■ REQUIREMENTS
In the records below, switch each "a single pin" to "one marker", keep everything else unchanged, and leave the pictures out.

··· RECORDS FOR THIS EXERCISE ···

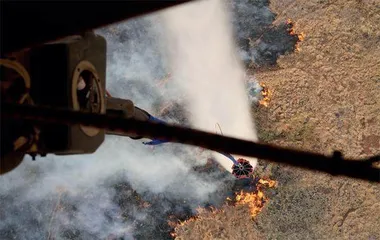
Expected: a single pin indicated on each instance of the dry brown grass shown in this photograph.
(325, 98)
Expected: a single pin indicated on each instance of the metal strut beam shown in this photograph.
(335, 165)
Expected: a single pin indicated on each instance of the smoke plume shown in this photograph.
(207, 69)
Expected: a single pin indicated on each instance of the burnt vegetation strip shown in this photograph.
(261, 42)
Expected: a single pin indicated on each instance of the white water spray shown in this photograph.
(206, 68)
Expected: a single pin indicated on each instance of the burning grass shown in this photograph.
(252, 195)
(266, 94)
(300, 36)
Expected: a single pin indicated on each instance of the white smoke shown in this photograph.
(206, 67)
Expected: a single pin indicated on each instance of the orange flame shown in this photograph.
(254, 200)
(266, 94)
(291, 31)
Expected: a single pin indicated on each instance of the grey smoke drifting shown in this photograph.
(207, 69)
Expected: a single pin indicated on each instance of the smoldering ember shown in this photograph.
(310, 82)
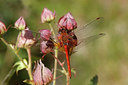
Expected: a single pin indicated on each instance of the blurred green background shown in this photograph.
(107, 57)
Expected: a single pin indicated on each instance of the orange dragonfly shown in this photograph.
(68, 40)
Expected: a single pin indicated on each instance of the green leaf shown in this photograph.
(28, 81)
(94, 80)
(20, 65)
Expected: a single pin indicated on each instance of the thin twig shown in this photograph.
(13, 51)
(56, 54)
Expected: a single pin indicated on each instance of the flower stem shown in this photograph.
(13, 51)
(68, 78)
(56, 54)
(18, 40)
(29, 64)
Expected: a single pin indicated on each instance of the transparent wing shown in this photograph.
(88, 29)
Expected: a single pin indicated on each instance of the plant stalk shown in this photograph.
(56, 54)
(29, 64)
(13, 51)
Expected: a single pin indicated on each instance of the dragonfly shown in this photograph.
(67, 40)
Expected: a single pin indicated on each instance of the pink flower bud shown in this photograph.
(47, 15)
(67, 22)
(20, 24)
(46, 46)
(2, 28)
(41, 74)
(45, 34)
(26, 39)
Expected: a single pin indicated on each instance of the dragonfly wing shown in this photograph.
(88, 40)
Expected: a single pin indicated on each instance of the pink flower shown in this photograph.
(67, 22)
(20, 24)
(46, 47)
(26, 39)
(41, 74)
(2, 28)
(47, 15)
(46, 44)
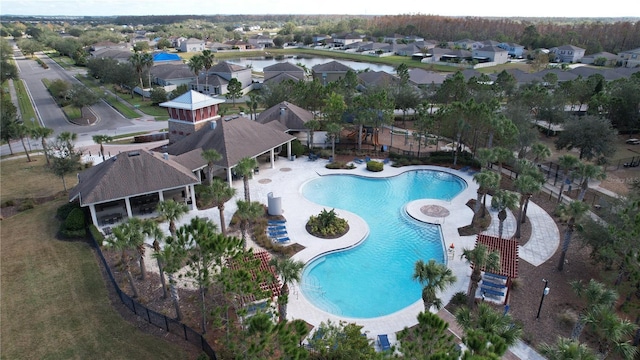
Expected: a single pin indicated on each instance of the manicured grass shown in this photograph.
(24, 102)
(22, 179)
(54, 299)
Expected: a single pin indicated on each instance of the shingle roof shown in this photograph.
(234, 138)
(332, 66)
(508, 250)
(293, 117)
(129, 174)
(191, 100)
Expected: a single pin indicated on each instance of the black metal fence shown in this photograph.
(153, 317)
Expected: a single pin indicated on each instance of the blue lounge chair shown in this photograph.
(383, 341)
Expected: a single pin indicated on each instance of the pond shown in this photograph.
(259, 63)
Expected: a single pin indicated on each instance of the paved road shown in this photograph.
(110, 122)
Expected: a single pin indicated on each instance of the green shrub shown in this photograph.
(327, 224)
(26, 205)
(63, 211)
(75, 220)
(375, 166)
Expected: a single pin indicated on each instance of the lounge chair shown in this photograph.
(383, 341)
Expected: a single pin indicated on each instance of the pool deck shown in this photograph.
(286, 180)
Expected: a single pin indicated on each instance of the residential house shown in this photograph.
(491, 53)
(260, 42)
(329, 72)
(286, 67)
(131, 184)
(189, 112)
(192, 45)
(600, 59)
(567, 53)
(515, 50)
(238, 44)
(171, 73)
(346, 39)
(120, 55)
(422, 78)
(629, 58)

···

■ THE REPLY
Expected: one marker indicated on each instance of the dry brown grass shown in this photograph.
(325, 98)
Expected: one marker indicated on each instance of the metal strut beam shown in this photograph.
(335, 165)
Expected: one marker indicated on each instance of the smoke plume shown in this photograph.
(207, 69)
Expected: one marker indicated on each instance of the burnt vegetation strip shown in this photograph.
(261, 42)
Expected: one marker indicated on each instance of the white water spray shown in this photograph.
(206, 68)
Expected: one marker indicated on each instance of the burning grass shown in this photograph.
(252, 195)
(266, 94)
(300, 36)
Expected: one marker indicated on each instance of the white smoke shown in this photograph.
(206, 67)
Expected: one marker indicated on each instance of the orange flame shown in this photograph.
(254, 200)
(266, 94)
(291, 31)
Expected: one marker indicated on each instance of the grey smoke drifting shown in this photograph.
(207, 69)
Expected: one marker indicated on each instance of the smoldering ember shown in this photograph.
(310, 82)
Expected: one marker indicated on each instance of the blurred green background shown in this photograph.
(107, 57)
Expected: one marker indicated on each instance of the orange dragonfly shown in this photograph.
(68, 40)
Expected: one marker indicated on each instance of the green leaf shown in this photograph.
(28, 81)
(94, 80)
(20, 65)
Expected: one marker indicated on each instance of the thin twig shown in this photograph.
(13, 51)
(56, 54)
Expected: one marker indicated on each instance of the flower stem shown in this photograph.
(13, 51)
(68, 78)
(56, 54)
(18, 40)
(29, 64)
Expected: one marker indicated on each instance of the transparent wing shown in this photograph.
(88, 29)
Expected: one marker indicated on each instance of the plant stalk shown in this photograph.
(56, 54)
(29, 64)
(13, 51)
Expected: one marker indicated on each instance of the dragonfly shown in this photograph.
(67, 40)
Expected: one marker indicated on each instance of the pink flower bud shown in this photograph.
(47, 15)
(67, 22)
(20, 24)
(46, 46)
(2, 28)
(41, 74)
(45, 34)
(26, 39)
Expected: one marker indicated on each instance of the dragonfly wing shown in this photograph.
(88, 40)
Expected: one marker indicated on each instance of the pink flower shown in this photograph.
(67, 22)
(20, 24)
(46, 47)
(26, 39)
(41, 74)
(2, 28)
(47, 15)
(46, 44)
Expected: one marker indicated on each instance of the manicured grass shown in this photograph.
(24, 102)
(22, 179)
(54, 299)
Expected: one marker indicated on each instance of the shingle roof shown in this photograph.
(234, 138)
(332, 66)
(508, 250)
(293, 117)
(129, 174)
(191, 100)
Expected: one marker indicated on each instance of the black metal fence shown in this photograph.
(153, 317)
Expected: one marker indicated on each instance of the blue lounge chair shown in this photograph.
(383, 341)
Expected: one marker indicated on each instance of the pond shown in this photograph.
(259, 63)
Expected: one marker indicated on each instance of the paved road shown in this photograph.
(110, 122)
Expected: one marker indicated on each instance of the green shrub shown in this photograph.
(327, 224)
(26, 205)
(63, 211)
(75, 220)
(375, 166)
Expected: one marker indicated on each instance of the lounge chair shown in this photograph.
(383, 341)
Expected: one marker indicated on each instance of the pool deck shown in this photograph.
(286, 180)
Expected: one marker indicated on each instance of the residential house shown in this photograph.
(491, 53)
(260, 42)
(329, 72)
(286, 67)
(131, 184)
(189, 112)
(192, 45)
(600, 59)
(567, 53)
(515, 50)
(238, 44)
(171, 73)
(346, 39)
(120, 55)
(422, 78)
(629, 58)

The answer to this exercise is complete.